Point localization data
■ ■ ■ ■ ■

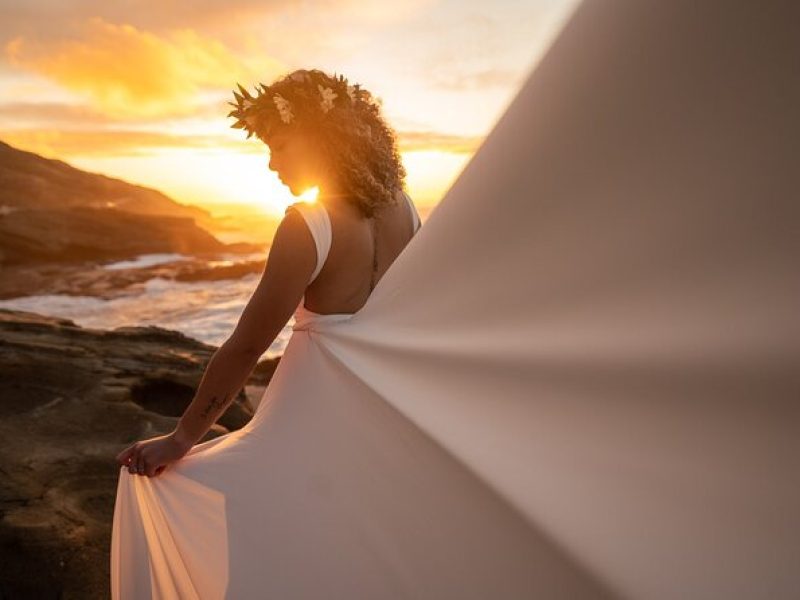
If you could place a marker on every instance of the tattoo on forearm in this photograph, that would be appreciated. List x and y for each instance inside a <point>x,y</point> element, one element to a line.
<point>215,403</point>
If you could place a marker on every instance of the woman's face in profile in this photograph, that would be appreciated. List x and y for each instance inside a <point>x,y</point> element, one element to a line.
<point>293,158</point>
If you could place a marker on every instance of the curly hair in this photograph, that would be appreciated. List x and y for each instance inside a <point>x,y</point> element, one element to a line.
<point>356,141</point>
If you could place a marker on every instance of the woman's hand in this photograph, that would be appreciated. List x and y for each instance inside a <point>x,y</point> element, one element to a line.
<point>151,457</point>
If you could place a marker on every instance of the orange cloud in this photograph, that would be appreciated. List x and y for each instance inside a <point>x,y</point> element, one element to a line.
<point>126,72</point>
<point>65,143</point>
<point>57,142</point>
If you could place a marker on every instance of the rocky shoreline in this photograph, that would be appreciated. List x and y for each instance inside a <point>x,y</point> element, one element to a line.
<point>70,399</point>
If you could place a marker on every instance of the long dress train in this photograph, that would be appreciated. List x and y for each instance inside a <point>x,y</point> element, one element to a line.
<point>579,379</point>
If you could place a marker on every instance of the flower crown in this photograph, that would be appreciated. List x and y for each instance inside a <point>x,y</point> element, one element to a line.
<point>258,114</point>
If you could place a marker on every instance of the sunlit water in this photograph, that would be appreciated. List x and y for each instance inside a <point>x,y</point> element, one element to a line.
<point>205,310</point>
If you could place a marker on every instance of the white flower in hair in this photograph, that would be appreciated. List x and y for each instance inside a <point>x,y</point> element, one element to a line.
<point>284,108</point>
<point>327,98</point>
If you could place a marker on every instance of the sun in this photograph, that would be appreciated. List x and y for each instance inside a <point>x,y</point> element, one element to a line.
<point>310,195</point>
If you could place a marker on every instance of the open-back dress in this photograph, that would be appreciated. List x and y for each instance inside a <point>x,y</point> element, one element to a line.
<point>580,377</point>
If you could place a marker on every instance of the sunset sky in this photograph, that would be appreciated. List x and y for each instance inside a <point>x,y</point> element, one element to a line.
<point>139,90</point>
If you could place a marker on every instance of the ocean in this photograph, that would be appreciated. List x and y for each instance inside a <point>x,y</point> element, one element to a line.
<point>205,310</point>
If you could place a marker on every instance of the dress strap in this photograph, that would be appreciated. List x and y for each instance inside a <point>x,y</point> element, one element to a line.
<point>414,214</point>
<point>319,224</point>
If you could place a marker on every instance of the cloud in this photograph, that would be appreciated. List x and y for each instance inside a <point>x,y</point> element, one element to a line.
<point>56,142</point>
<point>108,143</point>
<point>412,141</point>
<point>128,73</point>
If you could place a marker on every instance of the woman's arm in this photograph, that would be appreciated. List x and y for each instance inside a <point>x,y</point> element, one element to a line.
<point>292,259</point>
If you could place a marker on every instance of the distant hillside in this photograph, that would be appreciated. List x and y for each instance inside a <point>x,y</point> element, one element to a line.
<point>52,212</point>
<point>28,180</point>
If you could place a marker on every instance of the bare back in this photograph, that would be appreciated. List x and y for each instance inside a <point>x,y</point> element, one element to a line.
<point>343,285</point>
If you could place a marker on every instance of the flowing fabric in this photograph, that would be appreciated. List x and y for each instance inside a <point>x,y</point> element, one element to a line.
<point>579,379</point>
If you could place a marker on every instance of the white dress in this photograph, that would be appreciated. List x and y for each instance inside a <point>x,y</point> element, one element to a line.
<point>580,378</point>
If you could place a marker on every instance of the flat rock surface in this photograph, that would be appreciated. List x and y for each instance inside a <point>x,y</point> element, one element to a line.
<point>71,398</point>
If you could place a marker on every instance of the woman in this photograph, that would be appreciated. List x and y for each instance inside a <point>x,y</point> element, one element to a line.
<point>321,132</point>
<point>189,518</point>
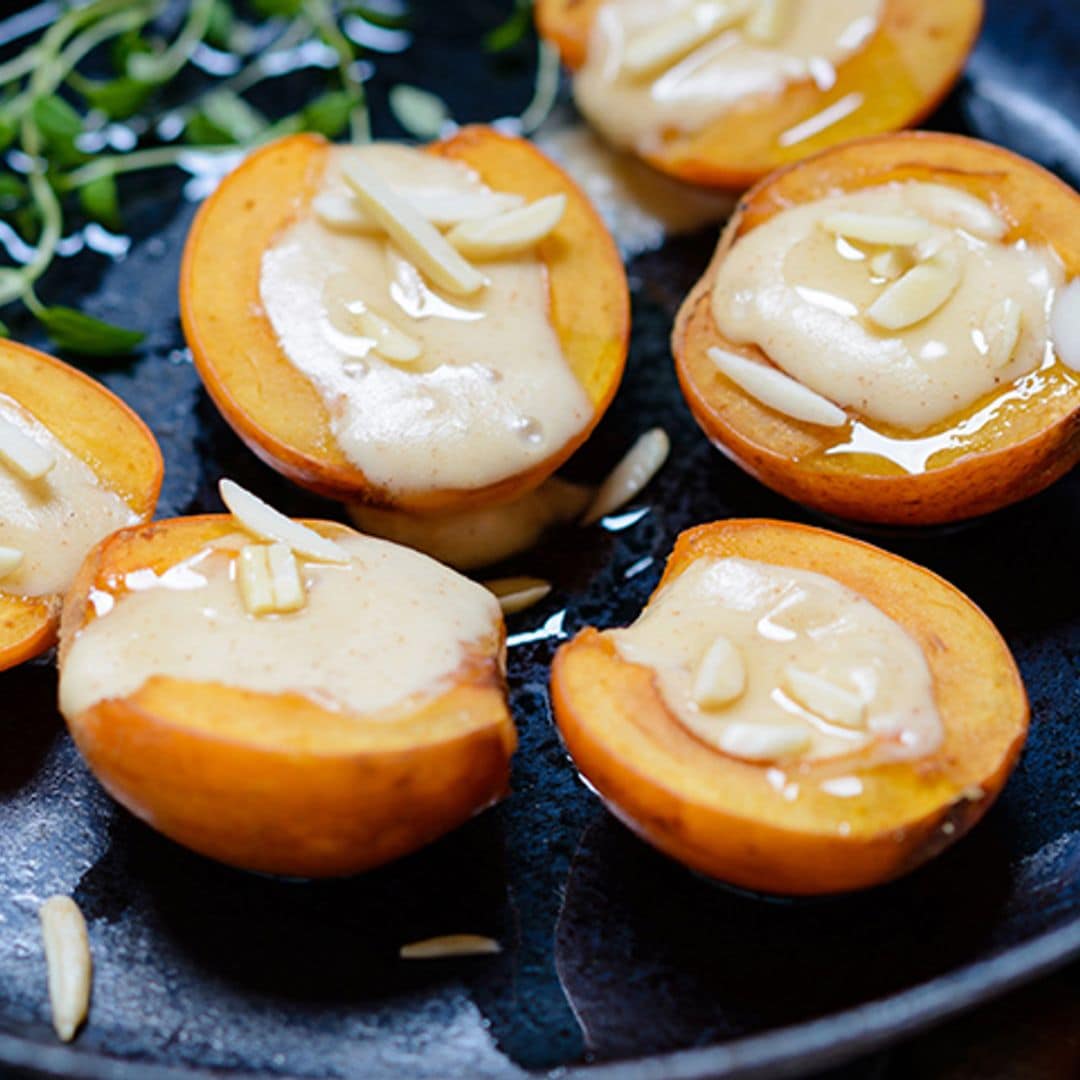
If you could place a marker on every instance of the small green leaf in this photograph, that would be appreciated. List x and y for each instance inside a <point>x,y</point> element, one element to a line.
<point>83,334</point>
<point>100,201</point>
<point>230,113</point>
<point>389,17</point>
<point>118,98</point>
<point>512,31</point>
<point>328,113</point>
<point>12,192</point>
<point>270,8</point>
<point>420,112</point>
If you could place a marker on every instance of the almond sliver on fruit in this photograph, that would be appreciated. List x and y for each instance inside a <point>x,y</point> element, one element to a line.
<point>895,230</point>
<point>264,522</point>
<point>22,454</point>
<point>916,296</point>
<point>777,390</point>
<point>517,230</point>
<point>660,45</point>
<point>769,21</point>
<point>720,677</point>
<point>824,699</point>
<point>764,742</point>
<point>418,239</point>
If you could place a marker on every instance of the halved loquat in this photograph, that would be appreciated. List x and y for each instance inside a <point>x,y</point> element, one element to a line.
<point>1009,444</point>
<point>100,469</point>
<point>800,826</point>
<point>289,780</point>
<point>277,409</point>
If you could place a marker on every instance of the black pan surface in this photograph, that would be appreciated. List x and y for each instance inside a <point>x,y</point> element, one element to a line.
<point>617,961</point>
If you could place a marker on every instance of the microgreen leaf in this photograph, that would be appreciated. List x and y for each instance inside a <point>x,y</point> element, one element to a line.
<point>328,113</point>
<point>100,200</point>
<point>512,31</point>
<point>82,334</point>
<point>420,112</point>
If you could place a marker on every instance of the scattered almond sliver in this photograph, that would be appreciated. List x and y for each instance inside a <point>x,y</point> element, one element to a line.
<point>264,522</point>
<point>1002,329</point>
<point>764,742</point>
<point>449,945</point>
<point>661,44</point>
<point>516,594</point>
<point>824,699</point>
<point>22,454</point>
<point>777,390</point>
<point>720,677</point>
<point>11,558</point>
<point>417,238</point>
<point>1065,325</point>
<point>768,22</point>
<point>916,296</point>
<point>899,230</point>
<point>70,967</point>
<point>517,230</point>
<point>631,475</point>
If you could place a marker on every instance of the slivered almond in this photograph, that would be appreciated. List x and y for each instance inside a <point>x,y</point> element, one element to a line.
<point>721,675</point>
<point>264,522</point>
<point>769,21</point>
<point>1002,327</point>
<point>777,390</point>
<point>1065,325</point>
<point>764,742</point>
<point>22,454</point>
<point>916,296</point>
<point>516,594</point>
<point>449,945</point>
<point>341,214</point>
<point>390,342</point>
<point>631,475</point>
<point>958,208</point>
<point>890,264</point>
<point>11,558</point>
<point>69,963</point>
<point>660,45</point>
<point>824,699</point>
<point>417,238</point>
<point>254,580</point>
<point>898,230</point>
<point>517,230</point>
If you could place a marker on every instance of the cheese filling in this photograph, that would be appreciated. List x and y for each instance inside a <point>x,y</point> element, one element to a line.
<point>55,520</point>
<point>424,390</point>
<point>386,626</point>
<point>900,301</point>
<point>770,663</point>
<point>657,67</point>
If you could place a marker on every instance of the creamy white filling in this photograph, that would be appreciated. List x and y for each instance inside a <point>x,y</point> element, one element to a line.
<point>489,393</point>
<point>721,71</point>
<point>802,293</point>
<point>790,629</point>
<point>53,521</point>
<point>373,633</point>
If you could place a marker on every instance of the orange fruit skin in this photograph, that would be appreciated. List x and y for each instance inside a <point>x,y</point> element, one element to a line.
<point>1014,459</point>
<point>278,412</point>
<point>277,783</point>
<point>721,817</point>
<point>98,428</point>
<point>901,76</point>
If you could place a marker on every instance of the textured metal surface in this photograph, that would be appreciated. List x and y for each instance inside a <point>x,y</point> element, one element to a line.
<point>612,954</point>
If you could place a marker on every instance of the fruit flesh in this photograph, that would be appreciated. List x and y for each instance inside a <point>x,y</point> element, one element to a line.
<point>724,817</point>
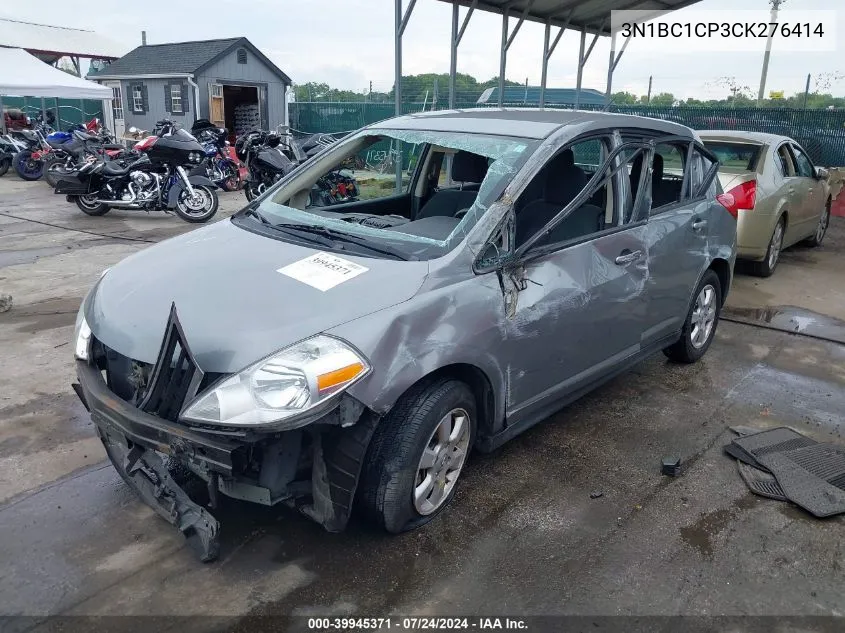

■ ■ ■ ■ ■

▶ [ACTIVITY] Output the records above character for character, but leave each image out.

▶ [SOLUTION TO THIS EXERCISE]
If you could place a marker on every instance of the tattoo on forearm in this photograph, that would be appreciated. List x and y for each instance inside a <point>x,y</point> element, one element to a line.
<point>215,403</point>
If you could place a marker on every instance of the woman's face in profile in this photograph, that would be appreciated. List x and y for each instance inside a <point>x,y</point> element, one element to a line.
<point>293,158</point>
If you could place a marker on every instance of the curly hair in this photograph, that would be appreciated. List x and y for each instance inside a <point>x,y</point> element, one element to a line.
<point>356,141</point>
If you could place a marker on every instance of the woman's hand in this photograph, that would be appreciated. List x and y for each instance inside a <point>x,y</point> element, one element to a line.
<point>151,457</point>
If you could place a marker on every instance of the orange cloud in this photograph, that would be appreciated. List x and y for each instance inside a <point>x,y</point> element, one element to a line.
<point>126,72</point>
<point>65,143</point>
<point>57,142</point>
If you could place a marker on every instance of the rocky shoreline in this photograph, that would be appreciated. List x and y for each instance inside a <point>x,y</point> element, one element to a line.
<point>70,399</point>
If you could place a marker on every instance of the long dress train in this photograph, that would be appreciated. List x and y for each instance inside a <point>x,y</point> element, one element to a line.
<point>579,379</point>
If you could place a marker on every instance of the flower crown in this photograph, that would be appreciated. List x and y for each instance inside a <point>x,y</point> element, one element to a line.
<point>258,114</point>
If you could place a marker on every instance of the sunlit water in this photograph, that would be appreciated. List x and y for each instance inside a <point>x,y</point> element, one element to a line.
<point>205,310</point>
If you could place a marker on every instance of the white flower in hair in this photograph, that would be appreciated. List x and y for each instance inside a <point>x,y</point> element, one element to a line.
<point>284,108</point>
<point>327,98</point>
If you could place a marker on every instance of the sun in this photograph, that would be appreciated. List x and y for each instance inside a <point>x,y</point> element, one element to a line.
<point>310,195</point>
If you could place a marker on every instance of the open-back dress in this photograph, that would be appreciated. List x and y for each instance inside a <point>x,y</point> element, one element to a line.
<point>580,377</point>
If you could place a marker on every instance of the sunset sky in this photograph, that would be appreciated. List x and y for each instance inside a <point>x,y</point> element, one element to a line.
<point>139,90</point>
If you could place a marker on every instance of the ocean in this photograph, that would be appreciated. List x and y for each instance inside a <point>x,y</point> element, one element to a line.
<point>205,310</point>
If you could place a marker on every instance of the dress strap in this photograph, that would be appreciated. List x and y for each instance inside a <point>x,y</point> element, one element to a line.
<point>414,214</point>
<point>319,224</point>
If you could place a marker on every instance of the cloud in this photograph, that would be appreciated. List x and y for each instance inside a <point>x,y</point> element, one element to a line.
<point>56,142</point>
<point>108,143</point>
<point>412,141</point>
<point>128,73</point>
If you could place a marker on every instance of the woman's arm in this photograph, that would be appreciated. List x and y for each instance inside a <point>x,y</point> element, one element to a line.
<point>292,259</point>
If you could place a marker on every instance of the distant hillside in this photograph, that would be appreciated. List x and y for each instance inside a <point>x,y</point> element, one element to a line.
<point>52,212</point>
<point>28,180</point>
If you could place a marker on every instance of the bare back in this photograph, that would be appreciated. List x and y for each instance inside a <point>x,y</point> element, one element to a line.
<point>343,285</point>
If you could place a marker on every instance of the flowing fabric in this photograph, that would be appreciated. List x and y for each instance inside a <point>x,y</point> element, one element to a line.
<point>579,379</point>
If you could place a marker on every instance of the white dress in this photograph, that would be appreciated. List x and y for each instance inside a <point>x,y</point> element, one element to a line.
<point>580,378</point>
If you could place a marker on every instance of the flat rock surface in this photograph, that would be appreciated. List x and y for each instance inside a <point>x,y</point> element, one element to a line.
<point>71,398</point>
If you could place a marker on every instance of the woman in this photograph, that would be appreciated. List x and y for each instance inside a <point>x,y</point> element, one element to a line.
<point>321,132</point>
<point>189,518</point>
If you could place a marker on every instance of the small green leaf in this photograph, that would be appreciated. List x and y for each instance inside a <point>x,y</point> element, one element to a line.
<point>83,334</point>
<point>100,201</point>
<point>230,113</point>
<point>389,17</point>
<point>118,98</point>
<point>512,31</point>
<point>328,113</point>
<point>12,192</point>
<point>270,8</point>
<point>420,112</point>
If you could place a marker on every instance of the almond sliver on fruit in this photograph, that would be appreciated. List x and y for each instance inside a <point>x,y</point> element, one element to a line.
<point>895,230</point>
<point>264,522</point>
<point>22,454</point>
<point>916,296</point>
<point>777,390</point>
<point>517,230</point>
<point>660,45</point>
<point>769,21</point>
<point>720,677</point>
<point>824,699</point>
<point>764,742</point>
<point>418,239</point>
If you could place a marker on every instance of the halved loquat in this photograph, that would be appreciated. List x and y for each instance inside a <point>x,y</point> element, one element to a line.
<point>1009,444</point>
<point>100,469</point>
<point>800,826</point>
<point>289,780</point>
<point>277,409</point>
If you could place a marker on every instance of the black pan surface in this photograph, that would be appreciated. List x and y for each instance inside a <point>x,y</point> element, one element to a line.
<point>617,961</point>
If you could place a marker on every instance of the microgreen leaf in this photograph, that would be appreciated. List x and y for each instance inside a <point>x,y</point> element, one element to a line.
<point>328,113</point>
<point>100,200</point>
<point>512,31</point>
<point>82,334</point>
<point>420,112</point>
If you could place a marker on every instance of the scattered almond sliver in this photograph, that would be appreciated. List x and y for each instance inside a <point>x,y</point> element, one element to a line.
<point>264,522</point>
<point>1002,329</point>
<point>764,742</point>
<point>449,945</point>
<point>661,44</point>
<point>516,594</point>
<point>824,699</point>
<point>22,454</point>
<point>777,390</point>
<point>720,677</point>
<point>11,558</point>
<point>417,238</point>
<point>1065,325</point>
<point>768,22</point>
<point>916,296</point>
<point>899,230</point>
<point>70,967</point>
<point>517,230</point>
<point>631,475</point>
If you could place a marker on every instance of the slivered almond in this photograph, that would be appreciated. List x and y for each instance inside a <point>x,y</point> element, one element to a line.
<point>721,675</point>
<point>264,522</point>
<point>769,21</point>
<point>1002,327</point>
<point>777,390</point>
<point>1065,325</point>
<point>764,742</point>
<point>22,454</point>
<point>916,296</point>
<point>516,594</point>
<point>449,945</point>
<point>341,214</point>
<point>390,342</point>
<point>631,475</point>
<point>958,208</point>
<point>890,264</point>
<point>11,558</point>
<point>69,963</point>
<point>660,45</point>
<point>824,699</point>
<point>417,238</point>
<point>254,580</point>
<point>898,230</point>
<point>517,230</point>
If you could place a marker on every instance of the cheese filling in this photograph, that would be appreciated. List x and y for each instance inside a <point>x,y</point> element, one element to a line.
<point>55,520</point>
<point>424,390</point>
<point>386,626</point>
<point>900,301</point>
<point>770,663</point>
<point>657,67</point>
If you could place a marker on every instance of the creamy white filling in this photograph, that would be appreciated. List x and y for each instance inside a <point>x,y</point> element, one element to a line.
<point>489,393</point>
<point>721,71</point>
<point>802,293</point>
<point>790,629</point>
<point>53,521</point>
<point>373,633</point>
If you could place a marker on every instance of the orange fruit skin in this photograph, that would be appreciated. List x and y for each instance inside a <point>x,y</point> element, one element to a line.
<point>1014,459</point>
<point>278,412</point>
<point>277,783</point>
<point>721,817</point>
<point>98,428</point>
<point>901,76</point>
If you could place a marker on every instance of the textured metal surface in this photograph, that would be appreciated. List x and y for each instance inside a <point>x,y</point> element, one element to a line.
<point>612,954</point>
If you could place a marker on every instance of the fruit flesh in this photograph, that would be appreciated. List x and y for each instance inside a <point>x,y</point> element, one element to a line.
<point>724,817</point>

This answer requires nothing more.